* **DIRECTIVE A**: Rewrite the paragraph in the entry on the Lúchuān cí that begins "The Lúchuān cí 蘆川詞 is the one-juǎn" as a short bulleted list that keeps its main facts.

* **EXCERPT TO READ**:
begin

Lúchuān cí 蘆川詞
Lyrics of the Reed-Stream by 張元幹 (撰)
About the work
The Lúchuān cí 蘆川詞 is the one-juǎn Sìkù cí collection of Zhāng Yuángàn 張元幹 (1091–1170; zì Zhòngzōng 仲宗, hào Lúchuān jūshì 蘆川居士), the foremost cí-writer of the post-1127 patriotic-protest line. The collection — descending through the late-Míng Máo Jìn 毛晉 cutting from a Sòng-cut text — is set in canonical history by the two Hè xīn láng 賀新郎 cí that open it: one composed in Wùwǔ / Shàoxīng 8 / 1138 (the Tíyào corrects Máo Jìn’s Xīnyǒu / 1141 dating) for Hú Quán 胡銓 (胡銓) when Hú was banished to Xīnzhōu for his memorial demanding the execution of Qín Guì 秦檜; the other sent to Lǐ Gāng 李綱 (李綱) after Lǐ’s memorial against the SòngJīn peace treaty, also of Shàoxīng 8 / 1138. Both pieces cost Zhāng his official position. The Tíyào notes that these two head the collection deliberately — to mark the work’s political register. The remainder of the corpus is in fact “fluent and graceful” cí in the manner of Qín Guān 秦觀 and Zhōu Bāngyàn 周邦彥: Zhāng was a two-register writer.

end

* **MATERIALS PROVIDED**:
begin

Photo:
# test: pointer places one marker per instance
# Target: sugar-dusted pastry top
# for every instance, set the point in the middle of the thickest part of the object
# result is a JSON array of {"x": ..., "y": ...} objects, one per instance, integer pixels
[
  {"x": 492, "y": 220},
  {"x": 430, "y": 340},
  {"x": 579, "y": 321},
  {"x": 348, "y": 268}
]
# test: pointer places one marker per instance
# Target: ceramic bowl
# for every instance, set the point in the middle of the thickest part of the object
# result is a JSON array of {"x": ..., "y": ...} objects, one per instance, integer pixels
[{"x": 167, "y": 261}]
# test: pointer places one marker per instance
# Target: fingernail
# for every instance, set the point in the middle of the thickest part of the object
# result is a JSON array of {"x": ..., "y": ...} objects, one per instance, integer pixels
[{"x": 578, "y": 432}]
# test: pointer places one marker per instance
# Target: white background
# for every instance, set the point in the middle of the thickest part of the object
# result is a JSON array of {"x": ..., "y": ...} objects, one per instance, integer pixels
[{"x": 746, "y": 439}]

end

* **DIRECTIVE B**: Return all of the records above word for word, keeping every line unchanged from the first to the last.

* **COMPLETE OUTPUT A**:
- The Lúchuān cí is the one-juǎn Sìkù cí collection of Zhāng Yuángàn (1091–1170), the foremost cí-writer of the post-1127 patriotic-protest line.
- Its text descends through Máo Jìn's late-Míng cutting from a Sòng-cut text.
- It opens with two Hè xīn láng cí, both from Shàoxīng 8 / 1138. One was written for Hú Quán when he was banished to Xīnzhōu for demanding Qín Guì's execution, and the Tíyào corrects Máo Jìn's 1141 dating of it. The other was sent to Lǐ Gāng after his memorial against the peace treaty.
- Both pieces cost Zhāng his official position. The Tíyào says they were placed first on purpose to mark the work's political register.
- The rest of the collection is fluent, graceful cí in the manner of Qín Guān and Zhōu Bāngyàn, so Zhāng wrote in two registers.

* **COMPLETE OUTPUT B**:
Photo:
# test: pointer places one marker per instance
# Target: sugar-dusted pastry top
# for every instance, set the point in the middle of the thickest part of the object
# result is a JSON array of {"x": ..., "y": ...} objects, one per instance, integer pixels
[
  {"x": 492, "y": 220},
  {"x": 430, "y": 340},
  {"x": 579, "y": 321},
  {"x": 348, "y": 268}
]
# test: pointer places one marker per instance
# Target: ceramic bowl
# for every instance, set the point in the middle of the thickest part of the object
# result is a JSON array of {"x": ..., "y": ...} objects, one per instance, integer pixels
[{"x": 167, "y": 261}]
# test: pointer places one marker per instance
# Target: fingernail
# for every instance, set the point in the middle of the thickest part of the object
# result is a JSON array of {"x": ..., "y": ...} objects, one per instance, integer pixels
[{"x": 578, "y": 432}]
# test: pointer places one marker per instance
# Target: white background
# for every instance, set the point in the middle of the thickest part of the object
# result is a JSON array of {"x": ..., "y": ...} objects, one per instance, integer pixels
[{"x": 746, "y": 439}]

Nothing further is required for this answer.